(Records)
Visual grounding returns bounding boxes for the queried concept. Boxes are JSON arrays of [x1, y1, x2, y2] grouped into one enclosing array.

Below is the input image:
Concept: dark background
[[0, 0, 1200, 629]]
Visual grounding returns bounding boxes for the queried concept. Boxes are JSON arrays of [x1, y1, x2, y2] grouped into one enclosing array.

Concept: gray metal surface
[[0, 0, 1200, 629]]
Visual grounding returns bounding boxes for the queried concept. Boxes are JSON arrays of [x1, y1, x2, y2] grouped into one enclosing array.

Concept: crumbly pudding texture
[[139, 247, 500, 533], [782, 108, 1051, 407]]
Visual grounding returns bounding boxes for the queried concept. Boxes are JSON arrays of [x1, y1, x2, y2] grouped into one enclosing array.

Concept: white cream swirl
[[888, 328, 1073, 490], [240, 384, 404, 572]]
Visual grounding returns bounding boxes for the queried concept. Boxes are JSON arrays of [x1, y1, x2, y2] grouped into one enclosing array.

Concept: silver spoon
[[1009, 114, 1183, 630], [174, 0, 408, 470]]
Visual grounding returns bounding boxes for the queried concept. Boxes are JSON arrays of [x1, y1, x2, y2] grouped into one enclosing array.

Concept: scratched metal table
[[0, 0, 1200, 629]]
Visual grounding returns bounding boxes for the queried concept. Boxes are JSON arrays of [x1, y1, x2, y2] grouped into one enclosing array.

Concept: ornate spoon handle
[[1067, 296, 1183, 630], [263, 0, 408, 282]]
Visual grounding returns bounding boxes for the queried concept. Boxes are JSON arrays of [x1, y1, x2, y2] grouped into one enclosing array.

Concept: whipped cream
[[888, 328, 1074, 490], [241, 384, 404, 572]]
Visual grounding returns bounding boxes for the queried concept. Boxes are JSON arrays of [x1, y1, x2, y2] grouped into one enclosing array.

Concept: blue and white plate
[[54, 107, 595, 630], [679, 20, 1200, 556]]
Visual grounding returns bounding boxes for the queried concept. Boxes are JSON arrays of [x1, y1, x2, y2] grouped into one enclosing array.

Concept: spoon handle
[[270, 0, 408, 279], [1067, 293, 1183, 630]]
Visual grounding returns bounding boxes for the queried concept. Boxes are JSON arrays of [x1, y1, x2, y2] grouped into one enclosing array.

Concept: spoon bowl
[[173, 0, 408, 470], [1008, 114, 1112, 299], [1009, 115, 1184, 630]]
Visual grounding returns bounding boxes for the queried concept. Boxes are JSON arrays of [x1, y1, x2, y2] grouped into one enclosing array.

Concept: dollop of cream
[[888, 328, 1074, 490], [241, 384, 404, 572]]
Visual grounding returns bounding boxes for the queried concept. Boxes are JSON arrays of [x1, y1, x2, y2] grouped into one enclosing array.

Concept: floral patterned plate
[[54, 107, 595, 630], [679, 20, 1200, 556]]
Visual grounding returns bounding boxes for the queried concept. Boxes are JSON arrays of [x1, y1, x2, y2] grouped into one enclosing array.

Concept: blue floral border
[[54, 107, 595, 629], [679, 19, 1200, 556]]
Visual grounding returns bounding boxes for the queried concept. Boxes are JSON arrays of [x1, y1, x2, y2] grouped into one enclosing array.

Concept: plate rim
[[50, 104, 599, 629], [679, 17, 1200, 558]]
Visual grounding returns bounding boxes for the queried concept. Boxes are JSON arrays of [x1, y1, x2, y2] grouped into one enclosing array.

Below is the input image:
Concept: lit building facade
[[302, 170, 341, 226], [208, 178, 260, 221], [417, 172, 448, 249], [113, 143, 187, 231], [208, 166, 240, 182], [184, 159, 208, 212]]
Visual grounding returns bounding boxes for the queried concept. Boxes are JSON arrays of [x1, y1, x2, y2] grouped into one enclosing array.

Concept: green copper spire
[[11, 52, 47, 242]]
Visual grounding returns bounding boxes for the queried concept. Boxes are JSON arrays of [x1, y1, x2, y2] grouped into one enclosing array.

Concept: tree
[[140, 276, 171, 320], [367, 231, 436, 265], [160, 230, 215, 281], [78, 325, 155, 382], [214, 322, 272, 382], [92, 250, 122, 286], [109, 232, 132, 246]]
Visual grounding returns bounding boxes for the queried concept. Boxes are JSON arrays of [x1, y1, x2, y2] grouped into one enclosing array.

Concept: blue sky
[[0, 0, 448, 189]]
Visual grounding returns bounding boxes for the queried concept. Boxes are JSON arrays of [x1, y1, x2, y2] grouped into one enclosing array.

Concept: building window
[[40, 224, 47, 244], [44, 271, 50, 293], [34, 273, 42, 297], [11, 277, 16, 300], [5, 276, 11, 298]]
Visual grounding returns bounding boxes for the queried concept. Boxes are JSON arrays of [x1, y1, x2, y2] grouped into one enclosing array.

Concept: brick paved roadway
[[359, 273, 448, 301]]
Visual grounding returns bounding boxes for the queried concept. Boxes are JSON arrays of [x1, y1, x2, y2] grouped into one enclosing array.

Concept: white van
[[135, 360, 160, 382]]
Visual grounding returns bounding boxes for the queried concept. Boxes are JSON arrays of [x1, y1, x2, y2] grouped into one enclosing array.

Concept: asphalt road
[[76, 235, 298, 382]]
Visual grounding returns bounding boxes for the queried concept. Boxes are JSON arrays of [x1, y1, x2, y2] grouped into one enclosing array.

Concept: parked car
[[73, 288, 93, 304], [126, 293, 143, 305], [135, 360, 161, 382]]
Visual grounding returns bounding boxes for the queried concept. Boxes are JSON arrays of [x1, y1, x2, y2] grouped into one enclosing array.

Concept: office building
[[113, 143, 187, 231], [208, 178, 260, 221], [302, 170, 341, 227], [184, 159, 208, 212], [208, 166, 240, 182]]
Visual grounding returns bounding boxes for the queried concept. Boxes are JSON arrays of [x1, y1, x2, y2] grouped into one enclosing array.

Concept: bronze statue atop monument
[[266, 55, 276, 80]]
--
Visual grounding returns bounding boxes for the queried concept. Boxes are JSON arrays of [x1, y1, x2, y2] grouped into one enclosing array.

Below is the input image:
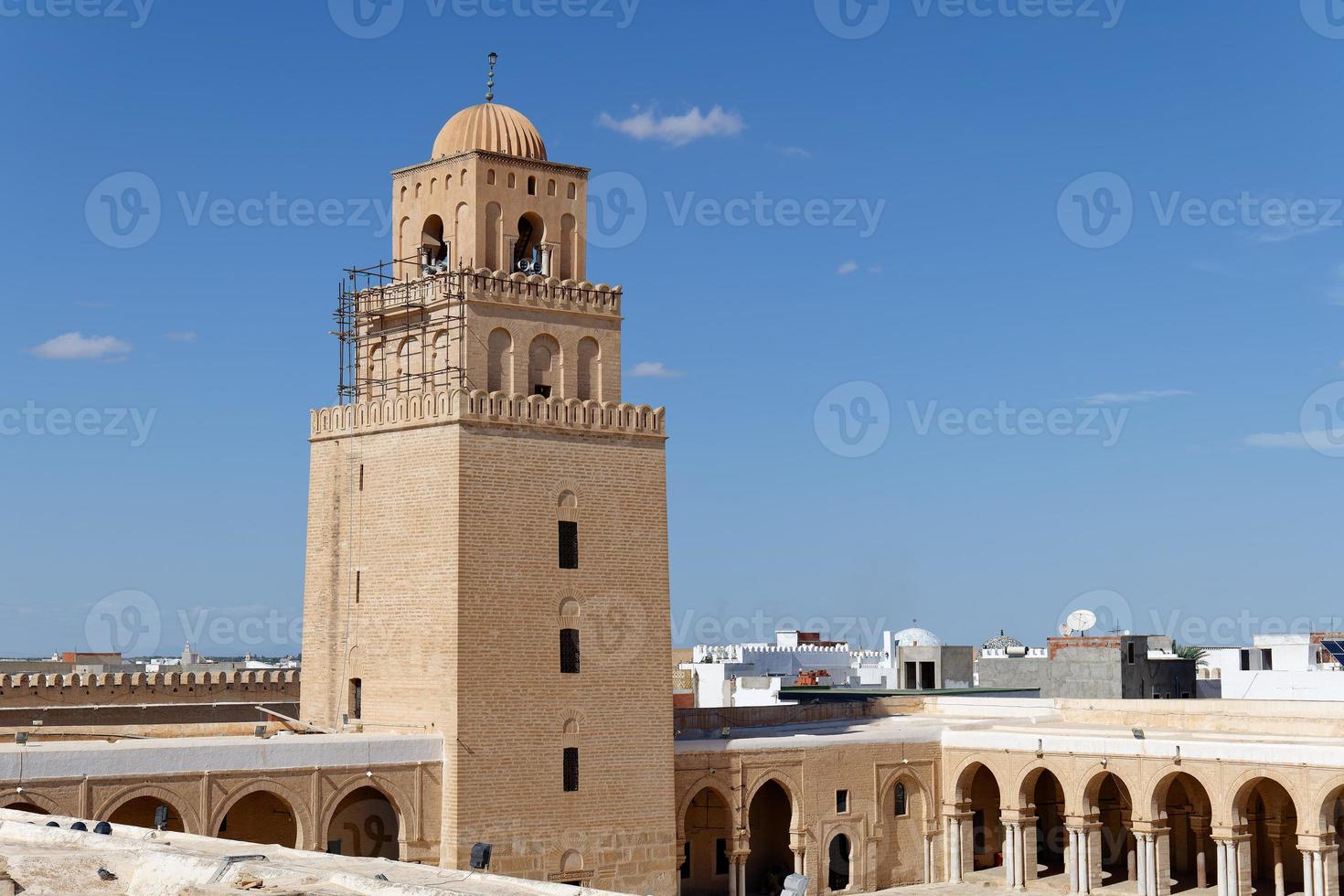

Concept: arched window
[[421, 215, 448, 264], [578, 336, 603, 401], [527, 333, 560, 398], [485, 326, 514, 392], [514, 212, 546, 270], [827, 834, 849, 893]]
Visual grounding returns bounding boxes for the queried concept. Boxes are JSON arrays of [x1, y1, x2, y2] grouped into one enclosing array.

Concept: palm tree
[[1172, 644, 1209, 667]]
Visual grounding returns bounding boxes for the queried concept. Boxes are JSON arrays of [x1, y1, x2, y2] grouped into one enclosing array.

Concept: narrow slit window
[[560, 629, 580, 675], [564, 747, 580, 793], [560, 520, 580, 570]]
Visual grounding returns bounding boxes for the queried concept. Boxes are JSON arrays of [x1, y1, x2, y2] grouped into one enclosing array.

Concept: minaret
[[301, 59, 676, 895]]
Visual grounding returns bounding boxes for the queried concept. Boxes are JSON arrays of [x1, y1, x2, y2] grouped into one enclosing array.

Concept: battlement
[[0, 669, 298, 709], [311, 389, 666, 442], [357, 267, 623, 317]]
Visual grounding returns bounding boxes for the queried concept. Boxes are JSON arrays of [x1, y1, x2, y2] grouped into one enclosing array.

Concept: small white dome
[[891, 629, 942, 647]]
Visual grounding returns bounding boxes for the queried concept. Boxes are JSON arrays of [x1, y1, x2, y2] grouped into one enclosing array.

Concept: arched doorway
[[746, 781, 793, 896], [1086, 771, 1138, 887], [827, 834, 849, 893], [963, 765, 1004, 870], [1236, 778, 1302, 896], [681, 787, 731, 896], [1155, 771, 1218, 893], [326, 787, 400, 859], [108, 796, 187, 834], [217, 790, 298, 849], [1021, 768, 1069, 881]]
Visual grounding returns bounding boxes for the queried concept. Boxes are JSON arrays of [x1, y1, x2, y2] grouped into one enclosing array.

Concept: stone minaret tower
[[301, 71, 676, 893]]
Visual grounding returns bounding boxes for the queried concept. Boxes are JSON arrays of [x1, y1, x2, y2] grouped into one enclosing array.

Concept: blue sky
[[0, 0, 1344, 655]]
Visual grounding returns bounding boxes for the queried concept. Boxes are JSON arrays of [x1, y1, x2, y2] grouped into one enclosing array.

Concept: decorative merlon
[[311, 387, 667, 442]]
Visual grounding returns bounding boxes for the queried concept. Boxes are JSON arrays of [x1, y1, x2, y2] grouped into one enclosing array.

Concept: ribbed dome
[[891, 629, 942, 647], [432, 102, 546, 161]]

**Instruction**
Report every line of the records that contains the word "floral".

**Reply**
Concept: floral patterned plate
Concept: blue floral border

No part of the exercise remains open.